Data entries

------------------------------------------------------------------------

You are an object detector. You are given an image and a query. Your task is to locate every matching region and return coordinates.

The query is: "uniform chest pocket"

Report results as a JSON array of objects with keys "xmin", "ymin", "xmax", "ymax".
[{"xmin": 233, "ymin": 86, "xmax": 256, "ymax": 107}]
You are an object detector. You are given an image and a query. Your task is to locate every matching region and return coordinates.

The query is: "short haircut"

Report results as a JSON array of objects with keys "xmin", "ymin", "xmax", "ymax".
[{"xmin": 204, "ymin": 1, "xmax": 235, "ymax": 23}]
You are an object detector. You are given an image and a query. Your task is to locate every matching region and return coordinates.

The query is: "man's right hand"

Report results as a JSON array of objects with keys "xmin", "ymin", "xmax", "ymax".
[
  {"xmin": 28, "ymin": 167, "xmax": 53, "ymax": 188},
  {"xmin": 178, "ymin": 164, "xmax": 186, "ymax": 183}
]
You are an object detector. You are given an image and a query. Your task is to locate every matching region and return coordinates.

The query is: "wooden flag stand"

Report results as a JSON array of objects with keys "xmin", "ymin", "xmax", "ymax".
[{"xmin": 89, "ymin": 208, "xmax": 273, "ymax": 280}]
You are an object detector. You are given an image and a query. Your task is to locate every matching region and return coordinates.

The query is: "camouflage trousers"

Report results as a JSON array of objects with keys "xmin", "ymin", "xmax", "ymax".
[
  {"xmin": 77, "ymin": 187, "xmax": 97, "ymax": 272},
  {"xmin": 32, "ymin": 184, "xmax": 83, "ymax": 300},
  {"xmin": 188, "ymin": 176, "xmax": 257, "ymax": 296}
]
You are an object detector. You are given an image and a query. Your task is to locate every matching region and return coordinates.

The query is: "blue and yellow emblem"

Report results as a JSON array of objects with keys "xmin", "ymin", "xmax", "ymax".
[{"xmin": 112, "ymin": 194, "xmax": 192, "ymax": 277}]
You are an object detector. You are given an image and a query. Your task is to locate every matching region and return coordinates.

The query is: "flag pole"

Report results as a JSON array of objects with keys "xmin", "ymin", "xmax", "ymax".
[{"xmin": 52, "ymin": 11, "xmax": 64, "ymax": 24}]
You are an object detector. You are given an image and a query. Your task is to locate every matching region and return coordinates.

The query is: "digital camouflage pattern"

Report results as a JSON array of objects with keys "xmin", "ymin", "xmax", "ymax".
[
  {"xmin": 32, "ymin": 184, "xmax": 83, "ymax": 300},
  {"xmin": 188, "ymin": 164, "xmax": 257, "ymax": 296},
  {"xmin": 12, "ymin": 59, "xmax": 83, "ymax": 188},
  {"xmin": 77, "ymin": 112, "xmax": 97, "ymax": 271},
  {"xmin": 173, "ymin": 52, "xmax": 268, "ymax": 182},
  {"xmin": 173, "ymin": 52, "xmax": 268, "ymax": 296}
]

------------------------------------------------------------------------

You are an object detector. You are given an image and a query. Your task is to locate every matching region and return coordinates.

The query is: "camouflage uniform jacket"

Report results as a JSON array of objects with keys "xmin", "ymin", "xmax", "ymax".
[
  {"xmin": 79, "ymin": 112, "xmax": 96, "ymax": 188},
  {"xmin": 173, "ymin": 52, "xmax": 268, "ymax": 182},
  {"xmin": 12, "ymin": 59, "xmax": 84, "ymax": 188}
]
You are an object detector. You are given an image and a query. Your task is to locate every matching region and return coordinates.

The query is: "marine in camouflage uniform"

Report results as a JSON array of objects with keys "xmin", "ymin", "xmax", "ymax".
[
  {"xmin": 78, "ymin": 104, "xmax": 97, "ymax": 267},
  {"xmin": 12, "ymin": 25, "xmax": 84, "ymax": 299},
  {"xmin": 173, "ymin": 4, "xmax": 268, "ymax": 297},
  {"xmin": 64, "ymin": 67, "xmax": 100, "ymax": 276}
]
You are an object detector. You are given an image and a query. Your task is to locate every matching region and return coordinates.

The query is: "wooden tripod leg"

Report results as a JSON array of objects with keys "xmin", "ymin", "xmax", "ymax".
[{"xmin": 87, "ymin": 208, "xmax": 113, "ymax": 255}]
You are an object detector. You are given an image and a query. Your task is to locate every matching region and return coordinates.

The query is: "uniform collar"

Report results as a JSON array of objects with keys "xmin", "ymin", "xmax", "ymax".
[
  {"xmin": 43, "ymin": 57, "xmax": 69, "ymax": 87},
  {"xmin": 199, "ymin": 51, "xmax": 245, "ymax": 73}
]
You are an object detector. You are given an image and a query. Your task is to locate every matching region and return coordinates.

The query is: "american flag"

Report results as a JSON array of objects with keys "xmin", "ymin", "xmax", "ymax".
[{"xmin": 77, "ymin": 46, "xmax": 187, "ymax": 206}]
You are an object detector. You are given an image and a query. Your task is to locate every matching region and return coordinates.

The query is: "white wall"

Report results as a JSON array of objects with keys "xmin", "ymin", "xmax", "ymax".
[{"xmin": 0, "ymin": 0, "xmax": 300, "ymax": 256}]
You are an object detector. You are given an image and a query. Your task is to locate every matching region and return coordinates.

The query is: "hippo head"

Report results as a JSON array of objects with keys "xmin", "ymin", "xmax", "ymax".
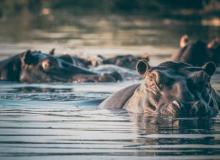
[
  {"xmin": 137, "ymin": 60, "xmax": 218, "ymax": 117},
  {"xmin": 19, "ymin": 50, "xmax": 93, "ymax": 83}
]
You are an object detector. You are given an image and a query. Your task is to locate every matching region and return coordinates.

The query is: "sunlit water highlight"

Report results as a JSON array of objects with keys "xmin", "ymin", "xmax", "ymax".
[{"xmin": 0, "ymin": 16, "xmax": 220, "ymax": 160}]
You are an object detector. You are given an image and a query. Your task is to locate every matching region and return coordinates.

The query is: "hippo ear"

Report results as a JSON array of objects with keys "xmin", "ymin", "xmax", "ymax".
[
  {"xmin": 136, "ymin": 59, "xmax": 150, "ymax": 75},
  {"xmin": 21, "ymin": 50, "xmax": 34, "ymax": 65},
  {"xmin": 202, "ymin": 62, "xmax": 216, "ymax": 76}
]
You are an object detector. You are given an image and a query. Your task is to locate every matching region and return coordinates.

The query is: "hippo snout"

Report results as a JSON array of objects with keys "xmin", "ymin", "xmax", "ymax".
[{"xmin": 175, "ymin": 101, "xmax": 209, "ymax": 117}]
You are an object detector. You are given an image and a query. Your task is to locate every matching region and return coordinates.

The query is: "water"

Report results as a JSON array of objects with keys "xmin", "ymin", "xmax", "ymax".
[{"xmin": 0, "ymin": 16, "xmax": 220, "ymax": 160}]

------------------------------------------------------------------------

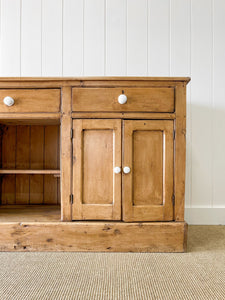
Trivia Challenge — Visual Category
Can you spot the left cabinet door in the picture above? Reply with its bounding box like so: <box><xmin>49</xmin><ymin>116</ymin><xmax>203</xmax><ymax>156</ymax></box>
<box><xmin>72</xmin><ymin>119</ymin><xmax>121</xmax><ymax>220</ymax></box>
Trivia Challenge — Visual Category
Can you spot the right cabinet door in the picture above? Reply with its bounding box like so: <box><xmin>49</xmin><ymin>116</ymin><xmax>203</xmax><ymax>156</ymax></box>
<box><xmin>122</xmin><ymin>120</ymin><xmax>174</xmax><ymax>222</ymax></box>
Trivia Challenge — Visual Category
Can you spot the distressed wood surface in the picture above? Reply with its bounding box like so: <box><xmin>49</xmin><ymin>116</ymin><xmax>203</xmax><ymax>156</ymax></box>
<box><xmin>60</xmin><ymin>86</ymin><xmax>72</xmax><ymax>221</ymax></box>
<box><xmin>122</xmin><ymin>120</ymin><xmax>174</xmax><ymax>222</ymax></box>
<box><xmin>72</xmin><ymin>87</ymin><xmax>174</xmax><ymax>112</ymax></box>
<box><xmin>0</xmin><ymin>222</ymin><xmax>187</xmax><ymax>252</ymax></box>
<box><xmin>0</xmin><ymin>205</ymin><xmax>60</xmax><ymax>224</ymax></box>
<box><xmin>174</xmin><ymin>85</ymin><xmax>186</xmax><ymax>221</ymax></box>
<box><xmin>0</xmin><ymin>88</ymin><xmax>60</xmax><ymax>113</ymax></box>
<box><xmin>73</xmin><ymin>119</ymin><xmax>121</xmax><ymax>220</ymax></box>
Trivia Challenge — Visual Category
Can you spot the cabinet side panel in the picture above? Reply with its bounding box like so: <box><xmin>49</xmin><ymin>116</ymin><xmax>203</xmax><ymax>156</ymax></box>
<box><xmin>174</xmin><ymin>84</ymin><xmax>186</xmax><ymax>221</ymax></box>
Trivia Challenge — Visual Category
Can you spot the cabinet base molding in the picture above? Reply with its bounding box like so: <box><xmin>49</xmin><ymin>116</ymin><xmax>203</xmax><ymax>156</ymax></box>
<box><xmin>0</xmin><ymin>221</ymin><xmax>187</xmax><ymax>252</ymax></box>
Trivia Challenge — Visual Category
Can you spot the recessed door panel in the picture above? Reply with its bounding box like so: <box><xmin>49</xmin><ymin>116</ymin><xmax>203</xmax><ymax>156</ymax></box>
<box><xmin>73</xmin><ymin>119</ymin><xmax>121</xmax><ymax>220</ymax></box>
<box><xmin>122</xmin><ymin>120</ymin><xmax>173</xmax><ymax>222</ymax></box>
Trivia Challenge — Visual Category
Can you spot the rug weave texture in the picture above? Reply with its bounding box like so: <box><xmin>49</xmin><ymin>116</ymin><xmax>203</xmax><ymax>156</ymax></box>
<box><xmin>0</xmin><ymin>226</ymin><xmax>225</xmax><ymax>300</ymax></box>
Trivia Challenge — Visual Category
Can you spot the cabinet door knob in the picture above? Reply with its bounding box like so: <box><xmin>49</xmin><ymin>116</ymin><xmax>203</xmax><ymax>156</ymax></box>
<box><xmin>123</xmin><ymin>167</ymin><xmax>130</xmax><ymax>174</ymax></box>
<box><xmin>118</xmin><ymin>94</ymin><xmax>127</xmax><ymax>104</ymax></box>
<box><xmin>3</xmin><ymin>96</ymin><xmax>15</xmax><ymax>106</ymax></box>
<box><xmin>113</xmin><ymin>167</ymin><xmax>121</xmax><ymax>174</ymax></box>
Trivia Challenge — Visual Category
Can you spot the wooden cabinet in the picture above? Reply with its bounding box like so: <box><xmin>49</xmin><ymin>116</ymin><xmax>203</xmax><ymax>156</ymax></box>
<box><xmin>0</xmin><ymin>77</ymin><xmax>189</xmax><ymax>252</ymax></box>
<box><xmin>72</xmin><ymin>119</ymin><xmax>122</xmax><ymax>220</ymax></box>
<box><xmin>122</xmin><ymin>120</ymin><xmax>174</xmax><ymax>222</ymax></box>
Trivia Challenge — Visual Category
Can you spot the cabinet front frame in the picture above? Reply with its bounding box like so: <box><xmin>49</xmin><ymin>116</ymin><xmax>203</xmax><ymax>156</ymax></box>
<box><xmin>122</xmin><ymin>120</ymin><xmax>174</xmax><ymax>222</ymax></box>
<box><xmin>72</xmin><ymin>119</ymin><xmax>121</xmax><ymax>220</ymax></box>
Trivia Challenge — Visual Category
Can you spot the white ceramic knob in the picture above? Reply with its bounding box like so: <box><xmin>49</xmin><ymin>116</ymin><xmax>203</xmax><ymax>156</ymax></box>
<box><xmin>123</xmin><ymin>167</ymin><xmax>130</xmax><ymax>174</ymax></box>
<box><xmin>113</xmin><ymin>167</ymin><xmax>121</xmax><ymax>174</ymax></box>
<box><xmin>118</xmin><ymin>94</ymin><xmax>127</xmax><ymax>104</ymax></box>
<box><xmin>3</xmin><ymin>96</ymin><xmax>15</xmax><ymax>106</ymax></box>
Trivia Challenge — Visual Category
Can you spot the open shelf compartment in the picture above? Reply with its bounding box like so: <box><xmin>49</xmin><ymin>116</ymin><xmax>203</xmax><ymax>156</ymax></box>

------------------------------------------------------------------------

_Aim of the task:_ Please return each line from the rows above that contains the word "uniform", copied in full. Matching is case-sensitive.

_Output of the exercise:_
The query is: "uniform chest pocket"
The query is: "camouflage uniform jacket"
The query is: "marine in camouflage uniform"
The query is: "uniform collar"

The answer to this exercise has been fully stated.